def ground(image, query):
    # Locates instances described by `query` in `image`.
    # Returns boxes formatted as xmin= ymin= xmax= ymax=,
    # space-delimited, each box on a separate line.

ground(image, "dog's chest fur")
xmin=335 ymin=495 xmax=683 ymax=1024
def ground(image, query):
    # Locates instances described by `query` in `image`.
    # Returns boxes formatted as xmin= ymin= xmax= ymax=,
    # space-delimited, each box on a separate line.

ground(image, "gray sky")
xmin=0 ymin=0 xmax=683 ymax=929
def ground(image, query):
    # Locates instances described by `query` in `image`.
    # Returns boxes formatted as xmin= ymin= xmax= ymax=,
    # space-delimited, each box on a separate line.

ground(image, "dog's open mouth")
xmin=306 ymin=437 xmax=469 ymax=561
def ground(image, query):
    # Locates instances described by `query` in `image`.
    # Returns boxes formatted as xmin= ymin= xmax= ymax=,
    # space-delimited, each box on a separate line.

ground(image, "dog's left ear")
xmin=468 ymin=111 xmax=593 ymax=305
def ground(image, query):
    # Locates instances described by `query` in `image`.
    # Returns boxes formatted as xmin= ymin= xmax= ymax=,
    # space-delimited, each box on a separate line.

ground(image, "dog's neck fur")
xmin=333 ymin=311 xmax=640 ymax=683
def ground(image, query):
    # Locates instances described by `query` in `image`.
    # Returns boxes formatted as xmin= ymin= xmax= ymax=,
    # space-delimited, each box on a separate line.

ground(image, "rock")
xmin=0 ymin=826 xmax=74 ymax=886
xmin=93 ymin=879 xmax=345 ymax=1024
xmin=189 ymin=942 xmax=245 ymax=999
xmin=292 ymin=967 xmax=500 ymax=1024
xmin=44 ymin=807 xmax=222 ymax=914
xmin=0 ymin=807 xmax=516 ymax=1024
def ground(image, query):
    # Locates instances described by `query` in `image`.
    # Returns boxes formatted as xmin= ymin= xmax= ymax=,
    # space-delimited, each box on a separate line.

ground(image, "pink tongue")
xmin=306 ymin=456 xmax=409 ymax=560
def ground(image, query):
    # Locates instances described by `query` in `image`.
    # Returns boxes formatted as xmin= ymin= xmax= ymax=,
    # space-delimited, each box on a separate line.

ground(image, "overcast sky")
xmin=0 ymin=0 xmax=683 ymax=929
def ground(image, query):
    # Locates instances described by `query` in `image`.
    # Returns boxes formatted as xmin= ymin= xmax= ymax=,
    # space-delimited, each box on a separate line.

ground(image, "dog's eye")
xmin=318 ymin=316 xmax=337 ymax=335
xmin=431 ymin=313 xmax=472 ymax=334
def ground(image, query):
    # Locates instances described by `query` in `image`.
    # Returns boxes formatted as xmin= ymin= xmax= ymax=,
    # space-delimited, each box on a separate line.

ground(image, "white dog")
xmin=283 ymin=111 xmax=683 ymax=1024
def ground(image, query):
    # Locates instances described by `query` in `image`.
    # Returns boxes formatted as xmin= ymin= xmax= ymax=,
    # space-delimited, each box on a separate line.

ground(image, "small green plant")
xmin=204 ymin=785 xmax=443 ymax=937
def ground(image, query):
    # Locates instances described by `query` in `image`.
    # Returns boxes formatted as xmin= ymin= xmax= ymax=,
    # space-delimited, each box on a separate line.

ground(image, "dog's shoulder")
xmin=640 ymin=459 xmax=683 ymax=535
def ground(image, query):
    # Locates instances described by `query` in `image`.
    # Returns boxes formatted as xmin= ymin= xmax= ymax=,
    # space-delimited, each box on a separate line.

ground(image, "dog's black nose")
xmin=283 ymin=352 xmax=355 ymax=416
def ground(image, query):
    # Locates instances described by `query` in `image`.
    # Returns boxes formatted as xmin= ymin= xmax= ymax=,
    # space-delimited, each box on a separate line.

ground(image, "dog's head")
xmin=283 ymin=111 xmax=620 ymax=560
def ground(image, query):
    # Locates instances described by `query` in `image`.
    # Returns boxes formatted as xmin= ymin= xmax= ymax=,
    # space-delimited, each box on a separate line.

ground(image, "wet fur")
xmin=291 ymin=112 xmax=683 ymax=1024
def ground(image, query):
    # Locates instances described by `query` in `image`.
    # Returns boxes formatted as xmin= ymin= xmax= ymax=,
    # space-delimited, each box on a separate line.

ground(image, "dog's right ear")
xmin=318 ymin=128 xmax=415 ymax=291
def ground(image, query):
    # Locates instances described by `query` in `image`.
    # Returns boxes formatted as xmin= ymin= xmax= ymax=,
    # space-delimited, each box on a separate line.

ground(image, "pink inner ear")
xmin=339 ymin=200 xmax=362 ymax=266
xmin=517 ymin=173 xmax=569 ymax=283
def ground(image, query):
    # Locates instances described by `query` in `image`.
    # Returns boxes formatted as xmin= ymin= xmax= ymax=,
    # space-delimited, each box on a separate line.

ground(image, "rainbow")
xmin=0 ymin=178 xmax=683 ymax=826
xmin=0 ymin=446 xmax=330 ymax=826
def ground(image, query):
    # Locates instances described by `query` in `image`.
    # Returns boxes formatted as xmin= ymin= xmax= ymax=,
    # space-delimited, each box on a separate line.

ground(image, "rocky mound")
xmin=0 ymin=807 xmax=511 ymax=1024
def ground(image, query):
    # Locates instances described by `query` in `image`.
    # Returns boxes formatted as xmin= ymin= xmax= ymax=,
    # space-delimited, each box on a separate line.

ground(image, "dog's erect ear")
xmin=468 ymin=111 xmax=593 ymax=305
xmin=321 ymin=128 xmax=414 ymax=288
··········
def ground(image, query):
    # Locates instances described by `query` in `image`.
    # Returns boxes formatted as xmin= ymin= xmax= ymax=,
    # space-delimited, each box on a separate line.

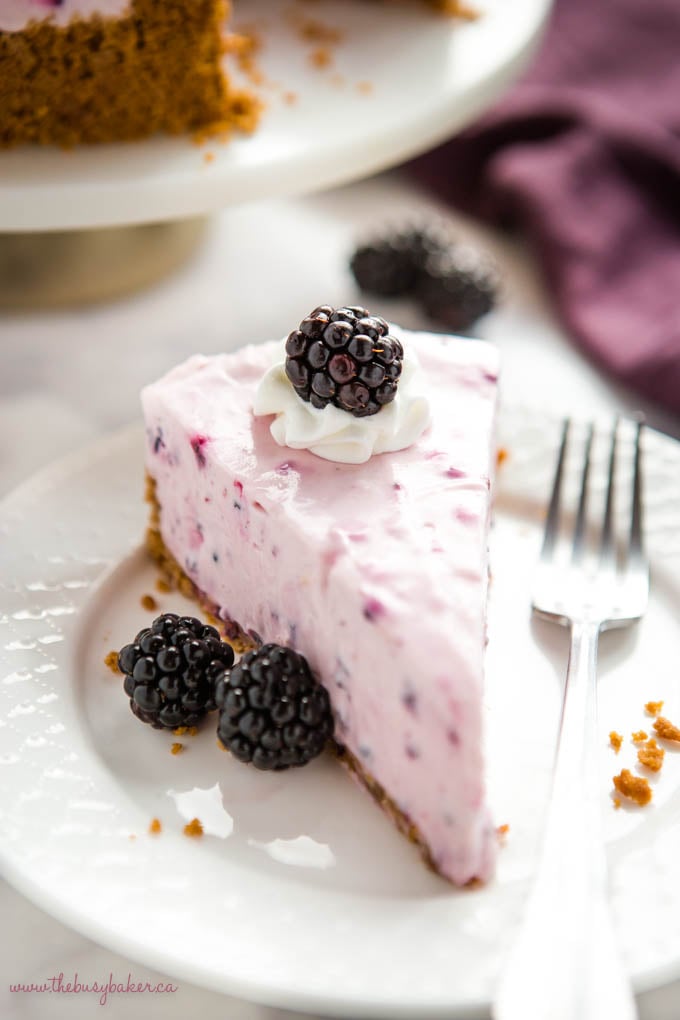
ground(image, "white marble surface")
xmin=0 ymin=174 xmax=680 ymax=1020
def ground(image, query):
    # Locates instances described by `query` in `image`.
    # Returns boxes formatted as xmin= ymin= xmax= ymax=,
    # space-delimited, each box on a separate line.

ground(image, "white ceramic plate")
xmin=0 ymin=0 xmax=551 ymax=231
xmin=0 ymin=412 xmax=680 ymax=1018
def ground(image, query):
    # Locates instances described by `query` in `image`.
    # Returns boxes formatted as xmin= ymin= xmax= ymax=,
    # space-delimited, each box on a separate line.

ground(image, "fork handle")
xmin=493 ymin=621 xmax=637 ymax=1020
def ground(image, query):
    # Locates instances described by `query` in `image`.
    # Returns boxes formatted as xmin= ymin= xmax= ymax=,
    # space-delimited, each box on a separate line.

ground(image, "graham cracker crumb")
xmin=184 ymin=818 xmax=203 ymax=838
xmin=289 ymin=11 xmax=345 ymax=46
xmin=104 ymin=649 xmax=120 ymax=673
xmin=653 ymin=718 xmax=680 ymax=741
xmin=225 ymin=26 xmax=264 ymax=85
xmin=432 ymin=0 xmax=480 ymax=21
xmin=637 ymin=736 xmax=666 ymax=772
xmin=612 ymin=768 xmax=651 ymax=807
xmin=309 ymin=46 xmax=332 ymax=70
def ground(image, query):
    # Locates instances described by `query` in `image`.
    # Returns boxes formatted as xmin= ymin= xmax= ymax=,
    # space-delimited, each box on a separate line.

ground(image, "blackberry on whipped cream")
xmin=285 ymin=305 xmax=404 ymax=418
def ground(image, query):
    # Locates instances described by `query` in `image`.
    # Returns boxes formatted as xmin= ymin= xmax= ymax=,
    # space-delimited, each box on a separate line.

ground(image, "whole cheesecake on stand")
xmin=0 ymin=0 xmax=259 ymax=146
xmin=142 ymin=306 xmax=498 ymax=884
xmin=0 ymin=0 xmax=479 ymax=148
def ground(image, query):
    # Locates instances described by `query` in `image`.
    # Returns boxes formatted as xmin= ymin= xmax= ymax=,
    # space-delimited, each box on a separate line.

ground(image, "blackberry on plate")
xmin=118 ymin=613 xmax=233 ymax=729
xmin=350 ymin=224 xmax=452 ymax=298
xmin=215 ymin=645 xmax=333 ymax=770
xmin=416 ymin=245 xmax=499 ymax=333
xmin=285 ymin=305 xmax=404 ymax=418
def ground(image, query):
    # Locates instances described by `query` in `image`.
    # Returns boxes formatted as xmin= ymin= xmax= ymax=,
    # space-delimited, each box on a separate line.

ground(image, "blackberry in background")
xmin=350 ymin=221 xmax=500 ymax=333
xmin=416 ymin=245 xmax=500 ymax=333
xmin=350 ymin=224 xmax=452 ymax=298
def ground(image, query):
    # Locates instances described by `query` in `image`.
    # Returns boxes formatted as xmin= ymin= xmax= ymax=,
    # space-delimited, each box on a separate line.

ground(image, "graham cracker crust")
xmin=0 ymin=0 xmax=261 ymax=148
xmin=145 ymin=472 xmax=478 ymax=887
··········
DO THIS:
Gather every line in the items above that contains the word "blackberry", and list each one on its own line.

TASK ANSWER:
ground(image, "blackberry on whipped cream")
ground(image, "blackberry on plate")
ground(image, "blackberry in background")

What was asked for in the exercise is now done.